• **Exercise details**
Restate each record word for word, omitting whatever pictures it holds.

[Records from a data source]
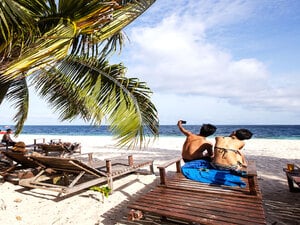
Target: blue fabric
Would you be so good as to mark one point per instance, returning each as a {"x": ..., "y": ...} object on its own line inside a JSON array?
[{"x": 202, "y": 171}]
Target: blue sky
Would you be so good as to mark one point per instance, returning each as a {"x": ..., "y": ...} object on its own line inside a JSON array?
[{"x": 222, "y": 62}]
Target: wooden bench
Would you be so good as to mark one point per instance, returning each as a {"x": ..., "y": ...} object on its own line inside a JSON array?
[
  {"x": 293, "y": 177},
  {"x": 180, "y": 199},
  {"x": 76, "y": 175}
]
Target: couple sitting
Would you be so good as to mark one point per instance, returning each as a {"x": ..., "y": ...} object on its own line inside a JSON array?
[{"x": 226, "y": 154}]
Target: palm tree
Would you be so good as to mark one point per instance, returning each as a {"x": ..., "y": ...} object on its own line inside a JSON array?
[{"x": 61, "y": 49}]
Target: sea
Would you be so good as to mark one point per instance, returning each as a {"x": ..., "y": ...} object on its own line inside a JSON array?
[{"x": 259, "y": 131}]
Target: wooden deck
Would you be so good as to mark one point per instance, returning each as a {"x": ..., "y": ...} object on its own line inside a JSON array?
[
  {"x": 293, "y": 177},
  {"x": 194, "y": 202}
]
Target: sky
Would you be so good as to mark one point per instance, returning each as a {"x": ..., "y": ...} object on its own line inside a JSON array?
[{"x": 221, "y": 62}]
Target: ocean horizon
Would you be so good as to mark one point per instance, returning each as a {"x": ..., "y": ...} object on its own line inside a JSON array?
[{"x": 259, "y": 131}]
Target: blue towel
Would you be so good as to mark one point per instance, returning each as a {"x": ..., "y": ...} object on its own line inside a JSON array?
[{"x": 202, "y": 171}]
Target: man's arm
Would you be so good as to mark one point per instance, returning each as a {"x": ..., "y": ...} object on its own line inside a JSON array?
[{"x": 182, "y": 129}]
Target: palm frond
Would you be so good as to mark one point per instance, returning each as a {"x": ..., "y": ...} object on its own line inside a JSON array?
[
  {"x": 18, "y": 94},
  {"x": 92, "y": 89}
]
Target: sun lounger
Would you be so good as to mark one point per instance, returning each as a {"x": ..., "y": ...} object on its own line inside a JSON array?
[
  {"x": 17, "y": 165},
  {"x": 180, "y": 199},
  {"x": 70, "y": 175}
]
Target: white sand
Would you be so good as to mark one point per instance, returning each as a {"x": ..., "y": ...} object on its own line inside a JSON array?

• **Result of the exercise**
Target: blue fabric
Would you be so good as to mark one point per instance, returning each as a {"x": ..., "y": ...} object on its own line inside a JSON array?
[{"x": 202, "y": 171}]
Target: blue sky
Would you be so good as to mark one point per instance, returning each as a {"x": ..., "y": ...} object on its own line inside a JSON array?
[{"x": 222, "y": 62}]
Target: wooden bench
Would you be so good as to mark one point per instance, returning each as a {"x": ..., "y": ...} object on its own line inside a JSON array?
[
  {"x": 293, "y": 177},
  {"x": 180, "y": 199},
  {"x": 76, "y": 175}
]
Target: couple sitting
Would you be so good as to mark one point per instance, returning each as a {"x": ..., "y": ...} object on its own line inside a JSON array?
[{"x": 226, "y": 154}]
Target: palm tree
Would you be so good as to mark one point per instance, returning each as a {"x": ..., "y": ...} object on its own line inside a JSON array?
[{"x": 61, "y": 49}]
Target: sea
Would you be so good as to mark one point per instance, returning each as a {"x": ..., "y": ...} object on its own line inside a JSON array?
[{"x": 259, "y": 131}]
Target: wooden deck
Would you be so good as to mark one point per instance, returning each as a {"x": ..., "y": ...} object on its own line inside a JSON array?
[
  {"x": 293, "y": 177},
  {"x": 194, "y": 202}
]
Target: sky
Would you be so good as to mark one point per instance, returning each as a {"x": ..., "y": ...} object on its own line inside a JSON array?
[{"x": 221, "y": 62}]
Target: ocean horizon
Would you be so good as to mark one point per instance, returning each as a {"x": ..., "y": ...} object on its own line inside a JSON array?
[{"x": 259, "y": 131}]
Target: blue towel
Would you be so good as to mark one point per instance, returning each as a {"x": ..., "y": ...} object on its own line inside a JSON array?
[{"x": 202, "y": 171}]
Target: man's arm
Would you be so good as to mark one point per instance, returning each as a {"x": ..., "y": ...} object on its own line inside a JSON array?
[{"x": 182, "y": 129}]
Target: palm frond
Would you be so good as to mark one point per instance, returning each as a {"x": ..., "y": ...} object on its own line inside a JSON array?
[
  {"x": 18, "y": 94},
  {"x": 92, "y": 89}
]
Target: sun lounger
Would you be so good as to mark one point per instance, returning each as a {"x": ..., "y": ...} object on its own line inside a JSON array?
[
  {"x": 17, "y": 165},
  {"x": 180, "y": 199},
  {"x": 70, "y": 175}
]
Target: white sand
Would you be so good as to mark one point per instance, returning each as a {"x": ..., "y": ...} object on its own line inside a JSON array?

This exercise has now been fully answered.